#### Extracted data

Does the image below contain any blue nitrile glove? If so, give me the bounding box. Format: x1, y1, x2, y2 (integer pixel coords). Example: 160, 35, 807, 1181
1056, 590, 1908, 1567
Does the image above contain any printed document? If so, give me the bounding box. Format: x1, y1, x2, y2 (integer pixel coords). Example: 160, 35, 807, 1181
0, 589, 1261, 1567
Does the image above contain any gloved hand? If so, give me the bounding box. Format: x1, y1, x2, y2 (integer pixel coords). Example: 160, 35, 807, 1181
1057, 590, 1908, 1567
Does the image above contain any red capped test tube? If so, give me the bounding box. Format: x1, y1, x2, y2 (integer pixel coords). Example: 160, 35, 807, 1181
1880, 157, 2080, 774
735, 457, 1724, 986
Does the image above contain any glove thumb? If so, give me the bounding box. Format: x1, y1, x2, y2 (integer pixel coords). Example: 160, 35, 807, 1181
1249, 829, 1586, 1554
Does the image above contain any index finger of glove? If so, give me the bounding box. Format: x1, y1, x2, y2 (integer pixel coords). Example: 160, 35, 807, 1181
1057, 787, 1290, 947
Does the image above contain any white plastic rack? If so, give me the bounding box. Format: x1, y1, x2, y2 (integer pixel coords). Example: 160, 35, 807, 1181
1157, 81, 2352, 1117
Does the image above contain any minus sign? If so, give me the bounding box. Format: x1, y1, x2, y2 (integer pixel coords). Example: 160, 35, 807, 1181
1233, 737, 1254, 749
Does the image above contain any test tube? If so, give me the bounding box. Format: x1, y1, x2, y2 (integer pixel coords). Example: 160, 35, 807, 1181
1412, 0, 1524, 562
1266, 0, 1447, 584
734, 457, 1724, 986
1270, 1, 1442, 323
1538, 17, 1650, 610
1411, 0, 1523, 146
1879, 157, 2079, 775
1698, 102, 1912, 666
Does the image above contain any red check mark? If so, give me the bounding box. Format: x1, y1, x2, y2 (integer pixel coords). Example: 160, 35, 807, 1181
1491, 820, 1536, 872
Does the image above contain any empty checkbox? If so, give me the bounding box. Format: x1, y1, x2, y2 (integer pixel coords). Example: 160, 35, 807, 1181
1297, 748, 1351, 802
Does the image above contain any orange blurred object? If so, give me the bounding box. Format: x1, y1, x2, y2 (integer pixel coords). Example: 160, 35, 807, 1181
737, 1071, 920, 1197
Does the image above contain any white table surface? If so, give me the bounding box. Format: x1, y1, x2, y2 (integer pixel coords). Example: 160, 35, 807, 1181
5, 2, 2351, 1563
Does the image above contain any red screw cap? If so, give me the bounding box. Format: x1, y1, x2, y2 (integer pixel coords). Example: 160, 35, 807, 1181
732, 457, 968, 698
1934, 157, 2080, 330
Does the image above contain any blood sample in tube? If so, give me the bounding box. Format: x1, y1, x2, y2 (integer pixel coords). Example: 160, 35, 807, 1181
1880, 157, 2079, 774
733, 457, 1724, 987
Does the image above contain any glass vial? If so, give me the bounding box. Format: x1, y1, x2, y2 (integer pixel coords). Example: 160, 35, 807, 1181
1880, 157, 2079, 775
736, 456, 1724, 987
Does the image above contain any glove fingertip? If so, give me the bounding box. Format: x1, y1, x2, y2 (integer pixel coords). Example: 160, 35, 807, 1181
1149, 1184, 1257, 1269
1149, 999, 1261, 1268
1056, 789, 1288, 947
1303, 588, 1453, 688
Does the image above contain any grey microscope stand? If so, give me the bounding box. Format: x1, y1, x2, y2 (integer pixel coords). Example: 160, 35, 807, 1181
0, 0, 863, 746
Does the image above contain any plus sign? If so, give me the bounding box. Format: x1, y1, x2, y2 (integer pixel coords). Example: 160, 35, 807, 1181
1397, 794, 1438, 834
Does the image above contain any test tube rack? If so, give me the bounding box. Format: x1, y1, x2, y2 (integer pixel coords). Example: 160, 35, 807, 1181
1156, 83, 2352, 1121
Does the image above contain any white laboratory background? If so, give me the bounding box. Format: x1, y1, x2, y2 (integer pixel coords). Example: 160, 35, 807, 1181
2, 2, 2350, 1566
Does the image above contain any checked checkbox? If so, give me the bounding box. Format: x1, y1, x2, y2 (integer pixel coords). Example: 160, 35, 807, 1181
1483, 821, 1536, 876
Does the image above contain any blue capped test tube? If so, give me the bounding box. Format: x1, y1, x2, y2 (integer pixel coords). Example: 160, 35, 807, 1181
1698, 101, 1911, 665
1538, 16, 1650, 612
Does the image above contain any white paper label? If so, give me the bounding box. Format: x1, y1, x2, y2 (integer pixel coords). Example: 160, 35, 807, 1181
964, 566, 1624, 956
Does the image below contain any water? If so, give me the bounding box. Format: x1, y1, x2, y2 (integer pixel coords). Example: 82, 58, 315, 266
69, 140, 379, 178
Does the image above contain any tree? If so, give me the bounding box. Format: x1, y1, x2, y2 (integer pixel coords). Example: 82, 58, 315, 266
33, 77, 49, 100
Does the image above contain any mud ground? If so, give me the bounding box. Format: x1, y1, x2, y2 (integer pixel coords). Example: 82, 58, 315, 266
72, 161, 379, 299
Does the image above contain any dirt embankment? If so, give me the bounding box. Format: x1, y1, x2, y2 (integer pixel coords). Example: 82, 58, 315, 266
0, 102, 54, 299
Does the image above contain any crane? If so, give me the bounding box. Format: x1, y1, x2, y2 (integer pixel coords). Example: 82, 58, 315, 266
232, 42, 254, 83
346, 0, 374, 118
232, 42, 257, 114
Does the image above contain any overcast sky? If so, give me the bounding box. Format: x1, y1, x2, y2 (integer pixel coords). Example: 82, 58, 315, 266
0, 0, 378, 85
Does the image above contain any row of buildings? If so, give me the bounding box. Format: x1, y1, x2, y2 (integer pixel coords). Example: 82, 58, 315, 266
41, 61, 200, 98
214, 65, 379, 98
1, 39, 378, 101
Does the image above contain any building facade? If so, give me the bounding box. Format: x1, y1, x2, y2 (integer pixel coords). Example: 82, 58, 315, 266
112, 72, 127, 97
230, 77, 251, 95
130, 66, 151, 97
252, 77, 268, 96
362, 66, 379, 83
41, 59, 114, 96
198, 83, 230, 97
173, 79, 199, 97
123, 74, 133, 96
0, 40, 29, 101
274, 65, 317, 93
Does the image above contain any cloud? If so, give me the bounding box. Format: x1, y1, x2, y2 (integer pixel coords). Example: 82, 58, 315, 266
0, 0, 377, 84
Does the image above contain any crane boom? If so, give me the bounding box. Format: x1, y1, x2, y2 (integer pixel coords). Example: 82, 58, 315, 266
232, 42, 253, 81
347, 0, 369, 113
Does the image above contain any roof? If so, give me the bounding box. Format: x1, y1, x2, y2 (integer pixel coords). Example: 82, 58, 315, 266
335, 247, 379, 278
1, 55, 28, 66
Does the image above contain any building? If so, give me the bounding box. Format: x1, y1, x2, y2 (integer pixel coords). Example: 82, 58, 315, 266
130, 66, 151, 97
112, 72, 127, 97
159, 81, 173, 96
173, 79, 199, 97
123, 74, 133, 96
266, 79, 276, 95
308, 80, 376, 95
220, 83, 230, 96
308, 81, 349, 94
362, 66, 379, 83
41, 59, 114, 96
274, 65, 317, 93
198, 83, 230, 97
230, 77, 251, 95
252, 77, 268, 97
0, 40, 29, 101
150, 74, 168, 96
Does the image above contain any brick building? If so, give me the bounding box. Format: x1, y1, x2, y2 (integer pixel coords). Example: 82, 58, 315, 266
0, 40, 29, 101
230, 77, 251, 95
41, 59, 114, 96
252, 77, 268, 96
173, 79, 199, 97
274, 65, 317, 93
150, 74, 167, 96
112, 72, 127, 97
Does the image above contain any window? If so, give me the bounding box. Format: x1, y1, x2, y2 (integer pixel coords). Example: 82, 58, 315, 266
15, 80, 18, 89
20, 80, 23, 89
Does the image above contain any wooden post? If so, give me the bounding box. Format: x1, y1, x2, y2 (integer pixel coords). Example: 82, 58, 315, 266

########

*Exercise details*
Write out every line, unchanged, from the one containing "Does the image above contain any crane boom?" through the closing line of the data.

*Solved exercise*
Does the image above contain any crane boom? If so, give me the bounding box. Format: x1, y1, x2, y2 (integer pixel coords). Example: 82, 58, 315, 266
232, 42, 253, 81
347, 0, 369, 113
Does the image above contain any roof? If so, give me the bounding box. Format: x1, y1, x2, y2 (integer pixel coords). Example: 82, 58, 315, 266
335, 247, 379, 278
1, 55, 28, 66
Does the image above contain any building? If so, give me the bounding box. Format: x1, y1, x2, y2 (integer pixel coords). Example: 82, 58, 315, 266
130, 66, 151, 97
112, 72, 127, 97
159, 81, 173, 96
173, 79, 199, 97
123, 74, 133, 96
266, 79, 276, 95
308, 80, 376, 95
220, 83, 230, 96
308, 81, 349, 94
362, 66, 379, 83
41, 59, 114, 96
274, 65, 317, 93
198, 83, 230, 97
230, 77, 251, 95
252, 77, 268, 97
0, 40, 29, 101
150, 74, 168, 96
Does the image above contain any brick building? If so, give me the bounding box. Format: x1, y1, x2, y2 (integer pixel coords). Example: 82, 58, 315, 266
0, 40, 29, 101
230, 77, 251, 95
41, 59, 114, 96
252, 77, 268, 96
173, 79, 199, 97
274, 65, 317, 93
150, 74, 167, 96
112, 72, 127, 97
Does the image above contain any window? If so, give me the bounding box. Format: x1, y1, x2, y2 (integer pixel coords). Example: 82, 58, 315, 266
15, 80, 18, 89
20, 80, 23, 89
Does the image above contain any wooden post? If so, give me the bounding box. Format: x1, y1, x2, y2 (integer pixel coords). Example: 82, 58, 315, 266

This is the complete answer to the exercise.